SET TASK » Can you reproduce verbatim the stretch of the records below that opens with the line containing "Reviewer note: confirm each instance of the sky" and closes with the line containing "pixel 863 286", with both of those lines included and nothing else?

+++ GIVEN DATA +++

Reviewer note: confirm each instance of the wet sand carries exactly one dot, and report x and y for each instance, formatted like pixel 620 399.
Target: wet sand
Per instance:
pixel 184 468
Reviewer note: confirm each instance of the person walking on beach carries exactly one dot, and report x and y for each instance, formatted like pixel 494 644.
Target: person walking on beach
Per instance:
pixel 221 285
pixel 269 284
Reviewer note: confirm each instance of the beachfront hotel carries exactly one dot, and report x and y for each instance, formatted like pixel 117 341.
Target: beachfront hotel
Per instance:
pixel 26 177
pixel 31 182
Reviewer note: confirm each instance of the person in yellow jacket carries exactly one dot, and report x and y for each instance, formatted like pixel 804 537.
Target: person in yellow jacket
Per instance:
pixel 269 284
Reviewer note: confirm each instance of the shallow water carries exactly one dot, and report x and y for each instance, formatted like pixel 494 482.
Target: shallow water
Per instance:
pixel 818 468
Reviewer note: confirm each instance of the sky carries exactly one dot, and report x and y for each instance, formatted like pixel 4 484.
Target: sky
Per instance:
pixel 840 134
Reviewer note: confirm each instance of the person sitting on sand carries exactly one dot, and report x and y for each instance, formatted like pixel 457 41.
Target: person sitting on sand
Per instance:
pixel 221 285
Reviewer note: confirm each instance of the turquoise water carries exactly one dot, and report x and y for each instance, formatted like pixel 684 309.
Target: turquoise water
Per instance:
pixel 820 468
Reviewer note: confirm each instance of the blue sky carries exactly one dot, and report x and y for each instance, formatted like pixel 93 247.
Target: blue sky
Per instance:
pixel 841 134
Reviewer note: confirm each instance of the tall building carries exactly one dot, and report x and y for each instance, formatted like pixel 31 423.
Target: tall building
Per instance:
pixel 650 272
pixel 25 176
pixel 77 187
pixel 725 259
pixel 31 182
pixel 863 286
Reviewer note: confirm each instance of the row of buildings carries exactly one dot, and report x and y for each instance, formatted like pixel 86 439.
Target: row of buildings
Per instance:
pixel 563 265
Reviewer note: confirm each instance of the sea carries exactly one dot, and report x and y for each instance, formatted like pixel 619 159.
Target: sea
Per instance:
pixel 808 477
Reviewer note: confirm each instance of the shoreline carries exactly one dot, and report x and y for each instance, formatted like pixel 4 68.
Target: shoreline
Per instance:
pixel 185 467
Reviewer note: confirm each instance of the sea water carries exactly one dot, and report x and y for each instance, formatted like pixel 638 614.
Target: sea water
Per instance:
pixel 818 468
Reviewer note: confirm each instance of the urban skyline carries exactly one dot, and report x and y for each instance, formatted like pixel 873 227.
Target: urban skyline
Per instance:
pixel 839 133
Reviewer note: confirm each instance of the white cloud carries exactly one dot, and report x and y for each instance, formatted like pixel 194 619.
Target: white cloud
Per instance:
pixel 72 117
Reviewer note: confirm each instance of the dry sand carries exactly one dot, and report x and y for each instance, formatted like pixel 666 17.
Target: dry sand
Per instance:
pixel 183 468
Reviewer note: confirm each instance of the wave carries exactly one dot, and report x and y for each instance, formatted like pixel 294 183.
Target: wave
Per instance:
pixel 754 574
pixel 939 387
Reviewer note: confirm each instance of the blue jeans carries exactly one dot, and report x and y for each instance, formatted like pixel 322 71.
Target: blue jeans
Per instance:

+++

OUTPUT BELOW »
Reviewer note: confirm each instance of the sky carries exactly one dot, and report x and y for each instance, formatted like pixel 4 484.
Target: sky
Per instance:
pixel 840 134
Reviewer note: confirm each instance of the person sitting on sand carries exactly one dot, and report x and y for each instance, formatted like pixel 457 41.
Target: person sitting on sand
Per instance:
pixel 221 285
Reviewer note: confirm each instance of the turquoise water carries exactly one dot, and report x and y for each instance, formatted like pixel 684 309.
Target: turquoise water
Per instance:
pixel 820 468
Reviewer note: confirm each instance of the blue sky carries exactly one dot, and report x and y for each instance, formatted like pixel 93 247.
Target: blue sky
Per instance:
pixel 841 134
Reviewer note: confirm each instance of the tall building carries exactly one dot, and report x and y for each instance, formatted like pixel 31 423.
Target: tall building
Per instance:
pixel 650 272
pixel 25 176
pixel 77 187
pixel 725 259
pixel 31 182
pixel 863 286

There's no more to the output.